───── RECORDED INFORMATION ─────
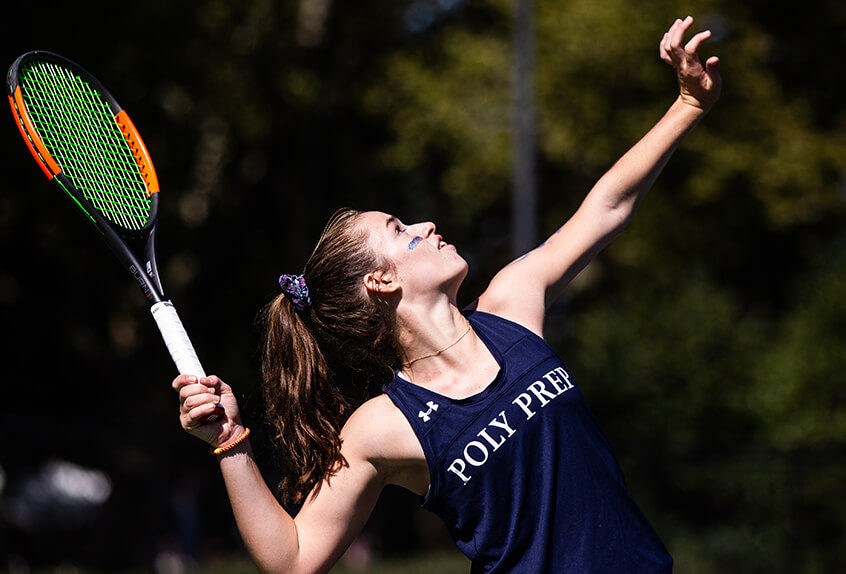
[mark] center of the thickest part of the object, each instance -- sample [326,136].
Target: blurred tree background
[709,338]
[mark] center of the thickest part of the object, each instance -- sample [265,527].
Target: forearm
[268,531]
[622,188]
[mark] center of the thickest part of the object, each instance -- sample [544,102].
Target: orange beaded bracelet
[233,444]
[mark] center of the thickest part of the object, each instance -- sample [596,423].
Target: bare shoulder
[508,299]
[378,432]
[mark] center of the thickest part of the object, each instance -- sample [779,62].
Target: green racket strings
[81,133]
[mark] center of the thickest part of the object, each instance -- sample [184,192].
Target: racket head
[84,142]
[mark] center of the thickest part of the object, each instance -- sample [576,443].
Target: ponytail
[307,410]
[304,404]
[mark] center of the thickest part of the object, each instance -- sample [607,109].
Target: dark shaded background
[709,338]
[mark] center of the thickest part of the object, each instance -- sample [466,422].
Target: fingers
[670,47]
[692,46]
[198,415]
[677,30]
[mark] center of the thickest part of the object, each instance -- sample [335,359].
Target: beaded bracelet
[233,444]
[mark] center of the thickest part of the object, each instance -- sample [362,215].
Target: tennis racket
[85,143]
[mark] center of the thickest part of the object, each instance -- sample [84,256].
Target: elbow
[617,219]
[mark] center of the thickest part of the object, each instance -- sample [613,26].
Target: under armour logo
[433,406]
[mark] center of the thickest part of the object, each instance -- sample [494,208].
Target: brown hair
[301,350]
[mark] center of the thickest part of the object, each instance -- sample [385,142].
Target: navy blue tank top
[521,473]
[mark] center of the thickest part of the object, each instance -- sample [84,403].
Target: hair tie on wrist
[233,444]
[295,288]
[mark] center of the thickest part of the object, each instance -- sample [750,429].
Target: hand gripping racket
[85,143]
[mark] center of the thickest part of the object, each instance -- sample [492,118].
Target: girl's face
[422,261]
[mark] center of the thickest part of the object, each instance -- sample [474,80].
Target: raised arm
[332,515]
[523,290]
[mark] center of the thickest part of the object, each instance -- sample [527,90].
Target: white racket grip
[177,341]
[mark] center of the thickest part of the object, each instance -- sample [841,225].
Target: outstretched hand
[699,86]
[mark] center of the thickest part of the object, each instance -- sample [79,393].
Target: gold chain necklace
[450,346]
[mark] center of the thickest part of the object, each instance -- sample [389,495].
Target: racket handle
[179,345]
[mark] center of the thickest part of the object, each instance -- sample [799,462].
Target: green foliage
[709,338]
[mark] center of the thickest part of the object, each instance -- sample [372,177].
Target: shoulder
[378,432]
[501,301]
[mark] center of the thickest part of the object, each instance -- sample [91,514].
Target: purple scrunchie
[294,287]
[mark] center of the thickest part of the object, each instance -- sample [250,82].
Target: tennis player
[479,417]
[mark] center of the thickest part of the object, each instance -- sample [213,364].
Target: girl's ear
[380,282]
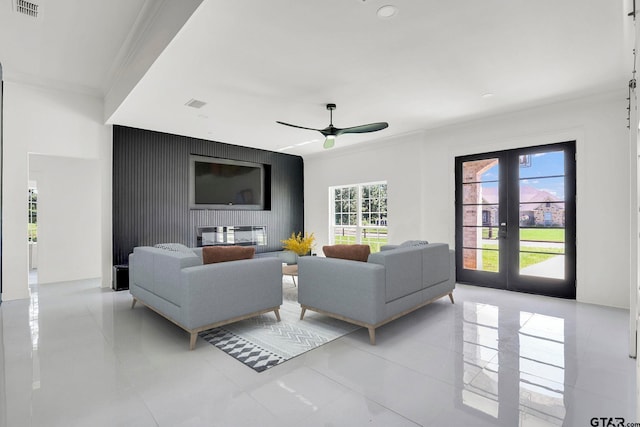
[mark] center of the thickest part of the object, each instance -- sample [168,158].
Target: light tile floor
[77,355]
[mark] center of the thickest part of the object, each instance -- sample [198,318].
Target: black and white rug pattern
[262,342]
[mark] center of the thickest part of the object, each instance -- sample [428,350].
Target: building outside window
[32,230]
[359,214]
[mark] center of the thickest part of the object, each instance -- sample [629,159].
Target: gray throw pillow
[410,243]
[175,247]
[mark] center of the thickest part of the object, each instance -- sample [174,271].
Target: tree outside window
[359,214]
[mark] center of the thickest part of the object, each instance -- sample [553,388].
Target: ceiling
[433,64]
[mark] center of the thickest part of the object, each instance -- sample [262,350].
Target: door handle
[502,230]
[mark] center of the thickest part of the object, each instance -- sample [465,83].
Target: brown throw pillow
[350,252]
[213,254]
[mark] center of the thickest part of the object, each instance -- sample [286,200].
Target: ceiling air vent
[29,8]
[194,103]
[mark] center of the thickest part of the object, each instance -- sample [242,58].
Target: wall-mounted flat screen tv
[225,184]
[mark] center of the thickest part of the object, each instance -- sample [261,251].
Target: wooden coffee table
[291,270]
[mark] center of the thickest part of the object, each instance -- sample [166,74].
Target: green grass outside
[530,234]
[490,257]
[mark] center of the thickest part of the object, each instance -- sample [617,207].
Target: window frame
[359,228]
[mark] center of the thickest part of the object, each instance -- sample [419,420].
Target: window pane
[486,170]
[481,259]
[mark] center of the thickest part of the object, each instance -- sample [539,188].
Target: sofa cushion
─────
───── RECORDED INFORMATION ─────
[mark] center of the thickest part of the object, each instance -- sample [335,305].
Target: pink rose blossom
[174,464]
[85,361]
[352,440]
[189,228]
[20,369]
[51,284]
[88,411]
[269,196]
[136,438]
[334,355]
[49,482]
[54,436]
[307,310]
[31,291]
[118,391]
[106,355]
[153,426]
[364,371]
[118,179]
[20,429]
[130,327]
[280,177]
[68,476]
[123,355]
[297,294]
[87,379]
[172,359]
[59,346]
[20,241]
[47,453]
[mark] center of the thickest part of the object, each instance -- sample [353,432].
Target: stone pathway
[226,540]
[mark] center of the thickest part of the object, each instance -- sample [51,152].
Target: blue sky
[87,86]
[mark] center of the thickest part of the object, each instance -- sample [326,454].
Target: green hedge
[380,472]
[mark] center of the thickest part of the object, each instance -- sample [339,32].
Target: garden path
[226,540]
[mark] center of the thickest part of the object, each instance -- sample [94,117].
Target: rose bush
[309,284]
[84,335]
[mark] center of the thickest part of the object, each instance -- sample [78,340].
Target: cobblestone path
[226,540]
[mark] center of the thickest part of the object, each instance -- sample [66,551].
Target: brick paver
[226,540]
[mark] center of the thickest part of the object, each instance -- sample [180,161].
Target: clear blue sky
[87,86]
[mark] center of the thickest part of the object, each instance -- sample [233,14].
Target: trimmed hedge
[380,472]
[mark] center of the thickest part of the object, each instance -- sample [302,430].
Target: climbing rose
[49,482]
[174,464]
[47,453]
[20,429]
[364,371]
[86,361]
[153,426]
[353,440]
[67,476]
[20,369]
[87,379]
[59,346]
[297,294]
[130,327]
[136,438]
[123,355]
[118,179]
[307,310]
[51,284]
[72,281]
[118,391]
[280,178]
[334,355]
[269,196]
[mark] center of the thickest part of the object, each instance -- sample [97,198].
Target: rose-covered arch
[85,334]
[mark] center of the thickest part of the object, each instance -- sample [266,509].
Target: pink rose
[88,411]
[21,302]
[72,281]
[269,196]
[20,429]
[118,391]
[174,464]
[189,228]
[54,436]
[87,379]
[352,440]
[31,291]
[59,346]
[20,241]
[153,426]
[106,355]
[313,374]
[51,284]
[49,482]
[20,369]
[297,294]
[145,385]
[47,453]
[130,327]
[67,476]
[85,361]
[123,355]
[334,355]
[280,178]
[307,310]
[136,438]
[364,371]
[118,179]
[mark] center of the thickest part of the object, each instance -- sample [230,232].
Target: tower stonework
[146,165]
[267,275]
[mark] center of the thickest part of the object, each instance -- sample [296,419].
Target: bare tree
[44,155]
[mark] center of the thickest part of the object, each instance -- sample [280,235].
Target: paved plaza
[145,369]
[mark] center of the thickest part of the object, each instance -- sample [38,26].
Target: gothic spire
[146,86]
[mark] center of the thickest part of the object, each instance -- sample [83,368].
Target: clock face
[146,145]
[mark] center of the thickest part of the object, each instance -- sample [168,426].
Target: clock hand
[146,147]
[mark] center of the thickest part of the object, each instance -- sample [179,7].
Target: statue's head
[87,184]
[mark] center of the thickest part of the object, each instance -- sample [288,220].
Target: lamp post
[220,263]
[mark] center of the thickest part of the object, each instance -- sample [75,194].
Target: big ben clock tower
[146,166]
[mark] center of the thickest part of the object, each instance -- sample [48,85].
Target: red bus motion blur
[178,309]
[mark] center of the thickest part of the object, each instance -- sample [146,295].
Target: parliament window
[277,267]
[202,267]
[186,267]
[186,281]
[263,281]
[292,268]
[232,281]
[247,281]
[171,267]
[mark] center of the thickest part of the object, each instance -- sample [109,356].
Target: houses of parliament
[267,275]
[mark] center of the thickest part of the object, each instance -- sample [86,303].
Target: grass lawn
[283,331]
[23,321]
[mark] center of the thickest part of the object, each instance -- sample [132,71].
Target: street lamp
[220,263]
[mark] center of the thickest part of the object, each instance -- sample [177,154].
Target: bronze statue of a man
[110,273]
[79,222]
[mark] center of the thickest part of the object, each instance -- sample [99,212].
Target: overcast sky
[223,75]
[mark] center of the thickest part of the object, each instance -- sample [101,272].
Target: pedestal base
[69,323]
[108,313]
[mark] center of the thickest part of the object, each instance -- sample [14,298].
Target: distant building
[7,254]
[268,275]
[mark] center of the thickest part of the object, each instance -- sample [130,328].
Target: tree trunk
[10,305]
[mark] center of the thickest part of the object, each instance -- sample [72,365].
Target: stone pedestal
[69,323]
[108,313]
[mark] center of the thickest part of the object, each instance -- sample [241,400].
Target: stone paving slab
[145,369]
─────
───── RECORDED INFORMATION ─────
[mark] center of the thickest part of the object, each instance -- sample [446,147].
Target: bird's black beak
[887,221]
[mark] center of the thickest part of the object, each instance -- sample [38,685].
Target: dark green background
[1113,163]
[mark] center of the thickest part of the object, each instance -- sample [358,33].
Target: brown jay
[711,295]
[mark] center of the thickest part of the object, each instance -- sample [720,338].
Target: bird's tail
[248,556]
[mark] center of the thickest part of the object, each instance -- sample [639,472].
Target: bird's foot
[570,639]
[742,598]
─────
EXERCISE AIM: Please gather every line in the listing above that contains the word "tennis" and copy each one in full.

SOLUTION TO THE EXERCISE:
Target: tennis racket
Target: tennis player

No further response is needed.